◆ Provided records:
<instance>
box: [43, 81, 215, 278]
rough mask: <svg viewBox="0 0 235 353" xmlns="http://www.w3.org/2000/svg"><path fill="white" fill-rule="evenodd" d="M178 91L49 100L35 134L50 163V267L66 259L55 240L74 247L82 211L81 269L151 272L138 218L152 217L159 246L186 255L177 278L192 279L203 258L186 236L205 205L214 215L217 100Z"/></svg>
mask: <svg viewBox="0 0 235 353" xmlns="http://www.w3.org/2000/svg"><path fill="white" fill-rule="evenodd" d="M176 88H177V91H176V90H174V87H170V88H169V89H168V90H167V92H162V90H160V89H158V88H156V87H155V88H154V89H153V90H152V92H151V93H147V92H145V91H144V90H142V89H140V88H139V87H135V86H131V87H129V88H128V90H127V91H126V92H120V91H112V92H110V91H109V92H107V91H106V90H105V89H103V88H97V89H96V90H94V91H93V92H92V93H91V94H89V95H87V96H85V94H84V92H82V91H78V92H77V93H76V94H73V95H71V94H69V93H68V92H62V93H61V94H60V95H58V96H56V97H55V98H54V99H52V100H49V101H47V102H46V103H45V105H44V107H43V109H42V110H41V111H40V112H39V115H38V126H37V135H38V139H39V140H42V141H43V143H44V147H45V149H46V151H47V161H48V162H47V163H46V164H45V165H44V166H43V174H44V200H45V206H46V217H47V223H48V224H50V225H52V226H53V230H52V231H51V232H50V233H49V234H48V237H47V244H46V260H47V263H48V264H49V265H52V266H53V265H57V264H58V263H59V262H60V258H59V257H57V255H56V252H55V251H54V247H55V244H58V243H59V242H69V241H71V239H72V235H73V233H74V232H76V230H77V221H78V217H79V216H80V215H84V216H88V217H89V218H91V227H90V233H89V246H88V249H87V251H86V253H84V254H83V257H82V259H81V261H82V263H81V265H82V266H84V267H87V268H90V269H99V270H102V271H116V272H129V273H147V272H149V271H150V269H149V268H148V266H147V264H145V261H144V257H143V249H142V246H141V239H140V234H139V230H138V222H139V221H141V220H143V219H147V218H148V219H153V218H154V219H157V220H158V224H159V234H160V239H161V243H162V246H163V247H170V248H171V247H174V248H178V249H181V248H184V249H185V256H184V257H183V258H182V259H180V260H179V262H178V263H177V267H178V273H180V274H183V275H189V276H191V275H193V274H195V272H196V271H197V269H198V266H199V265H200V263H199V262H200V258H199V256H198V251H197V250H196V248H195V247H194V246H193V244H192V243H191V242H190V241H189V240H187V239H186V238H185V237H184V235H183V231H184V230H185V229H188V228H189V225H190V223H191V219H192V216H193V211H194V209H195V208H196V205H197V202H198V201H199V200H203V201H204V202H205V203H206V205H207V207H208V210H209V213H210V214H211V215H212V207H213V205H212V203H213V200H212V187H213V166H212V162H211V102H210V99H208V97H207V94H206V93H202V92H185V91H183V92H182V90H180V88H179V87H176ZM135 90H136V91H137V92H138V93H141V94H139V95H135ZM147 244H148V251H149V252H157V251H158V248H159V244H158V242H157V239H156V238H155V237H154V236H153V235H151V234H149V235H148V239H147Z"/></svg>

---

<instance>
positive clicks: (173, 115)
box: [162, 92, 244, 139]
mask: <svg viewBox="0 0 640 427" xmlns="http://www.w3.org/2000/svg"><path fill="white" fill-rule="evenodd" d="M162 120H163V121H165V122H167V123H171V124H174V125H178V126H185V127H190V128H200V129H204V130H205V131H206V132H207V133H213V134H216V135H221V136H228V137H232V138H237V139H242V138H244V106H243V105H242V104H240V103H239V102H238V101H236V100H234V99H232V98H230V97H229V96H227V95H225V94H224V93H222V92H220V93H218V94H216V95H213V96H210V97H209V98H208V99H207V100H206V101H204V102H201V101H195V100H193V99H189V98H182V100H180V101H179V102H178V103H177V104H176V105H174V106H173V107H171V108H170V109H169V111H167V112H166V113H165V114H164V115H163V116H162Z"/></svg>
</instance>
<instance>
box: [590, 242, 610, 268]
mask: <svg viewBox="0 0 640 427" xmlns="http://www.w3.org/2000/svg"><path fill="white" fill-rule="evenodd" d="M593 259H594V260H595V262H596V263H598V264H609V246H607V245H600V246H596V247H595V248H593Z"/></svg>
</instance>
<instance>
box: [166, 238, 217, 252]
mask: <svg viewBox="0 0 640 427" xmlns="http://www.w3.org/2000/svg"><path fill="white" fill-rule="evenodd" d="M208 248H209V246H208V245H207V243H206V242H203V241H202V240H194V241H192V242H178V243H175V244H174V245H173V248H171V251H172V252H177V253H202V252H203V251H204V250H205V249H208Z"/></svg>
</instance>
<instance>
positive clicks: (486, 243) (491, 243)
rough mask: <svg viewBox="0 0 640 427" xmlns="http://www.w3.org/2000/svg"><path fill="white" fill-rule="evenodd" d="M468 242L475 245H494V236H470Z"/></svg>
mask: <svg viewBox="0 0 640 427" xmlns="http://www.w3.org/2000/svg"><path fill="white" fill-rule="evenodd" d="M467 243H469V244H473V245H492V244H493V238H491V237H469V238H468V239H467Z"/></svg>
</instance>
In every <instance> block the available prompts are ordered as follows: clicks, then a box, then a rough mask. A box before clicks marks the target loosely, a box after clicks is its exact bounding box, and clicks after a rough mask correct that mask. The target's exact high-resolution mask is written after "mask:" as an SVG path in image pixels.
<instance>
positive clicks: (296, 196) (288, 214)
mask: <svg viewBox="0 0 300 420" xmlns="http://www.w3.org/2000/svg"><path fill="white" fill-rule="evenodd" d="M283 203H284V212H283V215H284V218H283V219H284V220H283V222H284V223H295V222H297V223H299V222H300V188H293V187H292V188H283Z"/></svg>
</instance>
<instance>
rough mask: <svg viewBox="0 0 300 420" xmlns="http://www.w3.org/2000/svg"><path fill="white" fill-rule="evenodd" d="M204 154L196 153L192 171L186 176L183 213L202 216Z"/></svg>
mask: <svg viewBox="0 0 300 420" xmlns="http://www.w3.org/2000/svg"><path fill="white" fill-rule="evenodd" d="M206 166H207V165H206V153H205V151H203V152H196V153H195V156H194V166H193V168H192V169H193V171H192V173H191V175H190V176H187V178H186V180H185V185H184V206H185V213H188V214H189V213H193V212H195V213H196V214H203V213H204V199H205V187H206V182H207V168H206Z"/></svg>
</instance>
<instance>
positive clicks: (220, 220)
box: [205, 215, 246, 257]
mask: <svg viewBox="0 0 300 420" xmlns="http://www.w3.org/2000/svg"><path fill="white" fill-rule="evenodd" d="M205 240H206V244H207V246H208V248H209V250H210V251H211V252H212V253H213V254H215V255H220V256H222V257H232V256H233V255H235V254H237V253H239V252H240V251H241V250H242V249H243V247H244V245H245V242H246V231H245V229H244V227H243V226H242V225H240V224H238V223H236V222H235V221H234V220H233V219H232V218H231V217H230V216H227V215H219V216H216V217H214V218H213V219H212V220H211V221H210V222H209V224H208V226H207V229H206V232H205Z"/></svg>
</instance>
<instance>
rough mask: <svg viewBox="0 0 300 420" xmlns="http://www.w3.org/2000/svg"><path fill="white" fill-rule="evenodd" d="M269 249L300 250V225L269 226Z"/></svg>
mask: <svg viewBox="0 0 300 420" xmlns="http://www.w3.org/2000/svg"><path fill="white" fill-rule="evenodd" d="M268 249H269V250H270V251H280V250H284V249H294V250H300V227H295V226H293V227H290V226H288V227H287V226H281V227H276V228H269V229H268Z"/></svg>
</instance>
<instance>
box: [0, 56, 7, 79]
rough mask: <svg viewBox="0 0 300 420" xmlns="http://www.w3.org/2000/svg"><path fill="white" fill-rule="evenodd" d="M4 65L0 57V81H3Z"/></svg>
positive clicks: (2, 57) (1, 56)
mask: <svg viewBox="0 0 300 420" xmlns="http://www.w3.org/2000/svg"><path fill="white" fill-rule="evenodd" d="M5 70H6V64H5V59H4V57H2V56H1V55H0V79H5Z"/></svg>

...

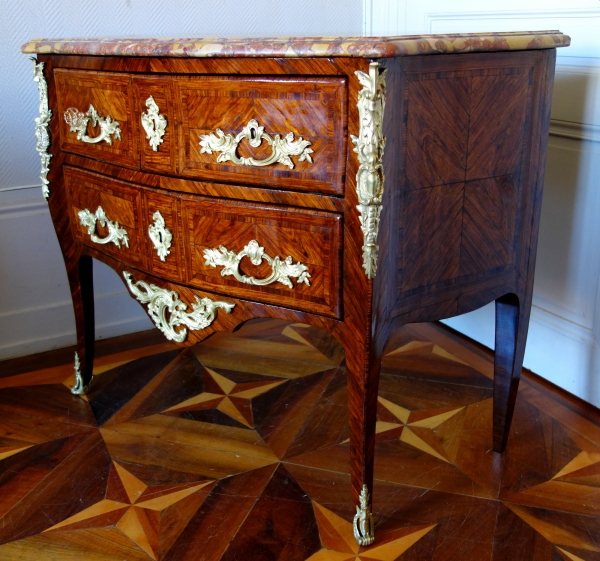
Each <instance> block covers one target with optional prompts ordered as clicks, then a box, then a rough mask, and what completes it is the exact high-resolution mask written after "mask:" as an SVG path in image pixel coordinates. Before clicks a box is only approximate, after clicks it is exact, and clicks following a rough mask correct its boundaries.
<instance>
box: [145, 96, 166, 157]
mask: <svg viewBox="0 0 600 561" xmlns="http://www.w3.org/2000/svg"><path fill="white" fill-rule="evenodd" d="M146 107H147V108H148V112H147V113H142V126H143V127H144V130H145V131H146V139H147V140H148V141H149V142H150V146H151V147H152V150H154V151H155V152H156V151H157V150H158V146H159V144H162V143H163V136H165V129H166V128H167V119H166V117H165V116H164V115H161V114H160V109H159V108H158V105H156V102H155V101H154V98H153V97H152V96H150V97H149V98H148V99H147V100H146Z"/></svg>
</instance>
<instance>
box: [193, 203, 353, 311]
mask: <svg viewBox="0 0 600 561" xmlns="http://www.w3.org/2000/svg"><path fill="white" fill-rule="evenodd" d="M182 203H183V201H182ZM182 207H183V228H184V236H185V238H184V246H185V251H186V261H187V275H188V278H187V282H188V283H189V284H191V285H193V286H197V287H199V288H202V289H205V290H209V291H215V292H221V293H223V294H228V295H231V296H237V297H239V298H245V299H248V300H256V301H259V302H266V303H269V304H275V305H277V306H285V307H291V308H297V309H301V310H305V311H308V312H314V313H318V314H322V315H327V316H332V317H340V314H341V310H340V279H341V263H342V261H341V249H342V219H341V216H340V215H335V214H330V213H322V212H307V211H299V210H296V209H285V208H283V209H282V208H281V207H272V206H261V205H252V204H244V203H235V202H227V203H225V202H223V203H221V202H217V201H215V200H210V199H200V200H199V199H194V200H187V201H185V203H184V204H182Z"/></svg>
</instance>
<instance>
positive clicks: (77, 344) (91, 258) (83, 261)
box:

◆ Work request:
Show, copied in full, each line from the entries above that contains the string "positive".

◆ Solution below:
positive clicks: (173, 115)
positive clicks: (486, 243) (491, 243)
positive clicks: (296, 196) (288, 214)
positive clicks: (220, 220)
positive clicks: (2, 57) (1, 56)
positive clicks: (77, 344) (91, 258) (83, 261)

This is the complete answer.